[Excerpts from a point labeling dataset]
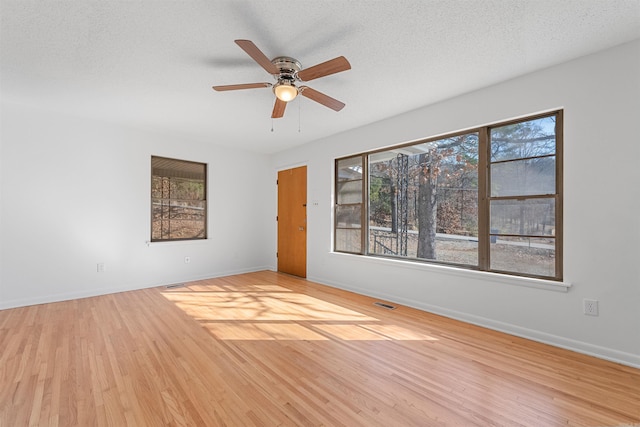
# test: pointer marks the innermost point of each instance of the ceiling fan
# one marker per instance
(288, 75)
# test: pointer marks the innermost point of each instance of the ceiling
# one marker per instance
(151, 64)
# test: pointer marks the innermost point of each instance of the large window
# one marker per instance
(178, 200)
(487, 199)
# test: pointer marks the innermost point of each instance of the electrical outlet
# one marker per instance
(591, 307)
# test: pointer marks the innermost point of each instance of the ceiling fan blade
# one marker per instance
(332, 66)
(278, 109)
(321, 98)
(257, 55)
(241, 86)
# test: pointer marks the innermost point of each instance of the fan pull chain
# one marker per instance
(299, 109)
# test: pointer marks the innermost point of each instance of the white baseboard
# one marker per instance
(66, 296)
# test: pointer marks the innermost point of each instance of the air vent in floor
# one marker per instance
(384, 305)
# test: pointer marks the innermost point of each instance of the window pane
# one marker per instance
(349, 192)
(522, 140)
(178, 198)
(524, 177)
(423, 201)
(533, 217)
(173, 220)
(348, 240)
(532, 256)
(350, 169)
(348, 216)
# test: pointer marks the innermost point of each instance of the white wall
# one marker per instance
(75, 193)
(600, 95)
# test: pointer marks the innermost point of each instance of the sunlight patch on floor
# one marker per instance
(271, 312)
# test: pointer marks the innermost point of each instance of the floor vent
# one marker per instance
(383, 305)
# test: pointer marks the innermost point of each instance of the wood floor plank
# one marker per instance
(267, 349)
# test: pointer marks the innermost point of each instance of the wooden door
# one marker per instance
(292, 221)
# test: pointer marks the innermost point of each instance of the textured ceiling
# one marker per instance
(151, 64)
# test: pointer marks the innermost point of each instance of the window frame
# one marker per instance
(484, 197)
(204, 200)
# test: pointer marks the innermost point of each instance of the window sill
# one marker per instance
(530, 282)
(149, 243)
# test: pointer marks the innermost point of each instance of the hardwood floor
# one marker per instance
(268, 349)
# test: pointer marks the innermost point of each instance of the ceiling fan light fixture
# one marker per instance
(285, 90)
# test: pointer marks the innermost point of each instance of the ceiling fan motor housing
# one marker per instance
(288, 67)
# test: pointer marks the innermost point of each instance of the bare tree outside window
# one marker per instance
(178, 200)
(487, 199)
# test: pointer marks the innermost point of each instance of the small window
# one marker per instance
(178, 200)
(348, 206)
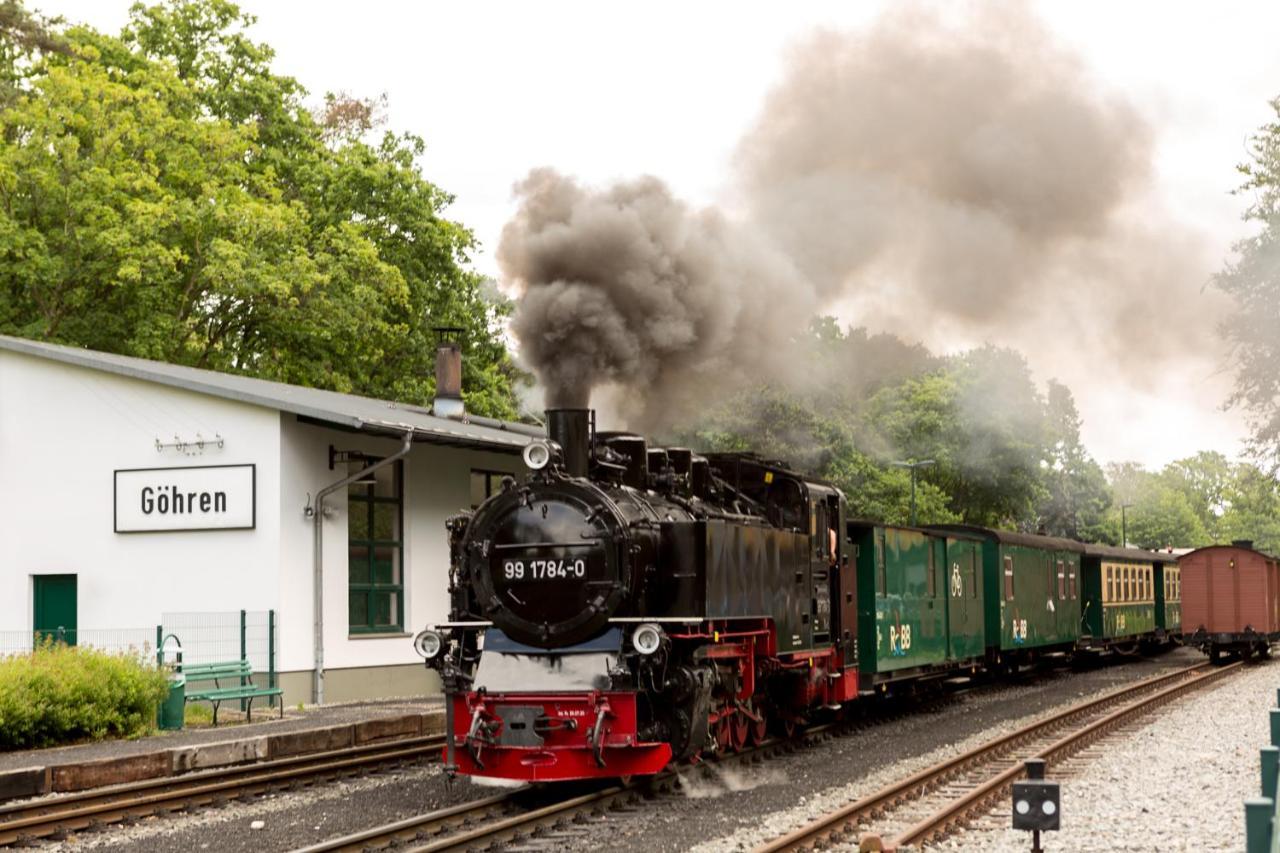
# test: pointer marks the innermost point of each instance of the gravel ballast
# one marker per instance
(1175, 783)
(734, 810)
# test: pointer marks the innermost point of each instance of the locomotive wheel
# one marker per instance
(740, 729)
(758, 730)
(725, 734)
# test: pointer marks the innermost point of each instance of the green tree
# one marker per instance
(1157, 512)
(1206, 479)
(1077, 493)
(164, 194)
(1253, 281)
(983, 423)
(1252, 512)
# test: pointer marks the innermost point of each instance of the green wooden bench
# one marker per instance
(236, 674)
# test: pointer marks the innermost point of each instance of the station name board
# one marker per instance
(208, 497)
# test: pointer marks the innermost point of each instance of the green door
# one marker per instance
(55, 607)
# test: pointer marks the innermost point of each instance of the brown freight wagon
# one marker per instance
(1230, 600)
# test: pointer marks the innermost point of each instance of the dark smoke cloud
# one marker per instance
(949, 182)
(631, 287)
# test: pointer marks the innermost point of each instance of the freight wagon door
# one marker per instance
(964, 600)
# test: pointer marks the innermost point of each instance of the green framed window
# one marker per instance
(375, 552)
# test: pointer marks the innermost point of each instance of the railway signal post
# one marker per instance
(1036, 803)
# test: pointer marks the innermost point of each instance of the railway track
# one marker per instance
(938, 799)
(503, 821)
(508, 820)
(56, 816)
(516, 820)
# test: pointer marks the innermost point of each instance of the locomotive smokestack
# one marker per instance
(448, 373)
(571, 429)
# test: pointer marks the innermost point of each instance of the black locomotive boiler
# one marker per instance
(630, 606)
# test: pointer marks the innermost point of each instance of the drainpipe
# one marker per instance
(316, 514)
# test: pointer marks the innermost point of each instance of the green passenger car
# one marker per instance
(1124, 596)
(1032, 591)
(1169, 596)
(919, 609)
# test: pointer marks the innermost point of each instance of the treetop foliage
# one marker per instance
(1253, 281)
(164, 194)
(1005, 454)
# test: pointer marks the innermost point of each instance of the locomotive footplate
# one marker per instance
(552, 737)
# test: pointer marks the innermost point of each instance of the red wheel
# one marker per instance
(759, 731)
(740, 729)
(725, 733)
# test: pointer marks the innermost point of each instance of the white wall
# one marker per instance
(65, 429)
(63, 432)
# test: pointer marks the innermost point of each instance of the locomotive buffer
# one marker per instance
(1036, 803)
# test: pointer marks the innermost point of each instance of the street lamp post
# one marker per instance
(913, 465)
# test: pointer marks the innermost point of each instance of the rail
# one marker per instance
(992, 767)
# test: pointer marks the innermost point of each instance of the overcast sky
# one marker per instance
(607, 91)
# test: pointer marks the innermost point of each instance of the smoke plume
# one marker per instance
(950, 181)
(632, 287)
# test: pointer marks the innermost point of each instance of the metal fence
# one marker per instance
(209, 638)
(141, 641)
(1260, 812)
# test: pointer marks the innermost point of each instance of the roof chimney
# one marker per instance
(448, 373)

→ **Work to be completed**: Render the listing above as a numbered list, one item per line, leaving out blank lines and the pictures.

→ **Task output**:
1. # test: pointer marks the innermost point of each instance of the ceiling fan
2. # one marker per instance
3. (288, 75)
4. # test: pointer marks the innermost point of each instance of the ceiling
5. # one marker per instance
6. (151, 64)
7. # test: pointer marks the innermost point of each instance of the large window
8. # one marker per instance
9. (178, 200)
10. (487, 199)
11. # test: pointer marks the innermost point of each instance of the electrical outlet
12. # one marker per instance
13. (591, 307)
14. # test: pointer marks the innermost point of each instance of the ceiling fan blade
15. # one marker per instance
16. (332, 66)
17. (278, 109)
18. (321, 98)
19. (257, 55)
20. (241, 86)
21. # test: pointer marks the innermost point of each instance of the fan pull chain
22. # one marker per instance
23. (299, 109)
24. # test: pointer marks the innermost point of each instance of the white baseboard
25. # one marker per instance
26. (66, 296)
27. # test: pointer marks the innermost point of each instance of the air vent in floor
28. # one marker per instance
29. (384, 305)
30. # test: pointer marks the innermost point of each instance of the window pane
31. # one marker per instance
32. (349, 192)
33. (522, 140)
34. (178, 198)
35. (524, 177)
36. (423, 201)
37. (533, 217)
38. (173, 220)
39. (348, 240)
40. (532, 256)
41. (350, 169)
42. (348, 216)
43. # test: pointer marks the innermost point of each instance of the white wall
44. # one marker per instance
45. (75, 193)
46. (600, 95)
47. # test: pointer marks the innermost point of each instance of the sunlight patch on floor
48. # one marker per instance
49. (271, 312)
50. # test: pointer marks the innermost point of each instance of the floor vent
51. # one marker per instance
52. (383, 305)
53. # test: pointer marks the innermost point of each instance of the wood floor plank
54. # one marker per instance
55. (267, 349)
56. # test: pointer marks the innermost point of each instance of the wooden door
57. # one marker per instance
58. (292, 221)
59. # test: pointer marks the innermost point of each instance of the textured ceiling
60. # one marker per instance
61. (151, 64)
62. # test: pointer marks the innermost point of each instance of the window frame
63. # one marker per instance
64. (484, 197)
65. (204, 200)
66. # test: pointer marks the innermost point of each instance of the window sill
67. # one marker per instance
68. (530, 282)
69. (149, 243)
70. # test: pointer marks the innermost point of each instance of the hardwood floor
71. # one marker per instance
72. (268, 349)
73. # test: pointer marks the innermost point of each instance of the ceiling fan light fixture
74. # one marker per instance
75. (285, 90)
76. # test: pointer marks the innermost point of each instance of the ceiling fan motor housing
77. # one marker per instance
78. (288, 67)
79. # test: pointer marks the innermost point of each instance of the bare tree outside window
80. # one marker per instance
81. (178, 200)
82. (487, 199)
83. # test: pointer marks the innermost point of each instance of the small window
84. # one marker per instance
85. (178, 200)
86. (348, 206)
87. # test: pointer marks the innermost point of each instance of the gravel ballast
88. # one marker per instance
89. (1175, 783)
90. (734, 810)
91. # test: pointer marks the innermost point of each instance of the locomotive wheel
92. # one marker per instance
93. (740, 729)
94. (758, 730)
95. (725, 734)
96. # test: pointer marks the innermost point of each instance of the green tree
97. # one marker per instance
98. (1157, 512)
99. (1206, 479)
100. (1077, 493)
101. (164, 194)
102. (1253, 281)
103. (983, 423)
104. (1252, 512)
105. # test: pointer marks the innermost point of each instance of the green wooden bench
106. # one marker per instance
107. (236, 674)
108. # test: pointer marks the innermost point of each instance of the station name board
109. # one marker per instance
110. (208, 497)
111. # test: pointer marks the innermost point of each instance of the green door
112. # one marker per instance
113. (55, 607)
114. # test: pointer marks the innermost point of each instance of the brown freight wagon
115. # one marker per instance
116. (1230, 600)
117. # test: pointer marks the innermost point of each instance of the dark smoke cloud
118. # one marker per instance
119. (949, 182)
120. (631, 287)
121. # test: pointer marks the innermost point of each instance of the freight wagon door
122. # one marker per instance
123. (964, 600)
124. # test: pointer marks the innermost point of each instance of the green framed window
125. # one marker per instance
126. (375, 552)
127. # test: pointer marks the innermost point of each instance of the railway signal post
128. # one marker per instance
129. (1036, 803)
130. # test: pointer marks the innermost point of each instance of the railway track
131. # one marker per instance
132. (938, 799)
133. (503, 821)
134. (508, 820)
135. (56, 816)
136. (516, 820)
137. # test: pointer marks the innermost point of each instance of the locomotive smokestack
138. # one marker per instance
139. (448, 373)
140. (571, 429)
141. # test: pointer marks the innermost point of each instance of the black locomotive boiler
142. # one marker per instance
143. (630, 606)
144. # test: pointer marks the innermost point of each instance of the drainpipe
145. # one marker per instance
146. (316, 514)
147. # test: pointer marks the innermost point of each instance of the green passenger car
148. # one marker per instance
149. (1124, 596)
150. (1032, 591)
151. (1169, 596)
152. (919, 609)
153. # test: pointer marks the innermost point of each instance of the treetop foliage
154. # one marker per instance
155. (1253, 281)
156. (164, 194)
157. (1005, 454)
158. # test: pointer marks the innermost point of each instance of the locomotive footplate
159. # one marker per instance
160. (552, 737)
161. # test: pointer marks the innermost point of each instance of the red wheel
162. # one marker per instance
163. (759, 731)
164. (740, 729)
165. (725, 733)
166. # test: pointer marks the innermost point of each instance of the white wall
167. # one marker per instance
168. (65, 429)
169. (63, 432)
170. # test: pointer marks the innermost point of each instance of the locomotive buffer
171. # one marker per instance
172. (1036, 803)
173. # test: pointer marks the innermost point of each instance of the street lamp post
174. # one marker per instance
175. (913, 465)
176. # test: pointer marks the innermost point of each instance of the rail
177. # one marker per instance
178. (992, 767)
179. # test: pointer marks the innermost point of each instance of the overcast sky
180. # one marker per instance
181. (607, 91)
182. # test: pointer marks the innermost point of each instance of the smoke plume
183. # one marker per instance
184. (950, 181)
185. (632, 287)
186. # test: pointer marks the innermost point of each instance of the metal fence
187. # one marker per instance
188. (209, 638)
189. (141, 641)
190. (1260, 812)
191. # test: pointer marks the innermost point of each instance of the roof chimney
192. # one marker per instance
193. (448, 373)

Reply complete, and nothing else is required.